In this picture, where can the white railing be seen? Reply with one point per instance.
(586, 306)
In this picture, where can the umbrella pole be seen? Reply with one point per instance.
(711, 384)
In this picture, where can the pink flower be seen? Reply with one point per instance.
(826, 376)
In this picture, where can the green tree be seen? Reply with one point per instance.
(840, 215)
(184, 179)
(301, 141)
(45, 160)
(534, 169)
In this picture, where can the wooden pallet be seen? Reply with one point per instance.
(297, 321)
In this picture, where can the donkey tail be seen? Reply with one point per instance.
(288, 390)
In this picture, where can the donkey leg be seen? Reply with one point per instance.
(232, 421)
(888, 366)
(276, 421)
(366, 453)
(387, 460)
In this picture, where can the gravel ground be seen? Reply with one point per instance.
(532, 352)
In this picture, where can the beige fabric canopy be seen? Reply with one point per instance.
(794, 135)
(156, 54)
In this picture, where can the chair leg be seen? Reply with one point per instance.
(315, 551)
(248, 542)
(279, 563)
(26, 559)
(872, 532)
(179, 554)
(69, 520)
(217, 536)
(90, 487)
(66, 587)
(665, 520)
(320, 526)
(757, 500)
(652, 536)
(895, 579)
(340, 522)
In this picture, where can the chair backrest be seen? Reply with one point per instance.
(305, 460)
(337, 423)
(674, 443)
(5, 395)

==

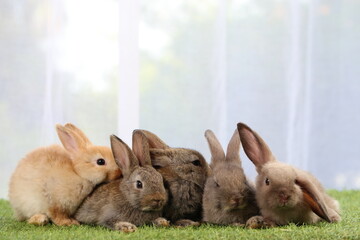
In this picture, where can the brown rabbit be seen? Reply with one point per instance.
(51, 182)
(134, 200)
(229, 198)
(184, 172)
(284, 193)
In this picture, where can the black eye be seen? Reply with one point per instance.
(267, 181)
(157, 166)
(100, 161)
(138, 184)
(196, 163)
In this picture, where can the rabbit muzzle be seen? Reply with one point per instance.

- [Problem to solve] Show every line from the records that contains the string "donkey", treating uppercase and lowercase letters as different.

- [Task result]
In this picture, where can the donkey tail be seen? Reply with one point per instance.
In this picture, where can the donkey leg be seen? Reply with one point per instance.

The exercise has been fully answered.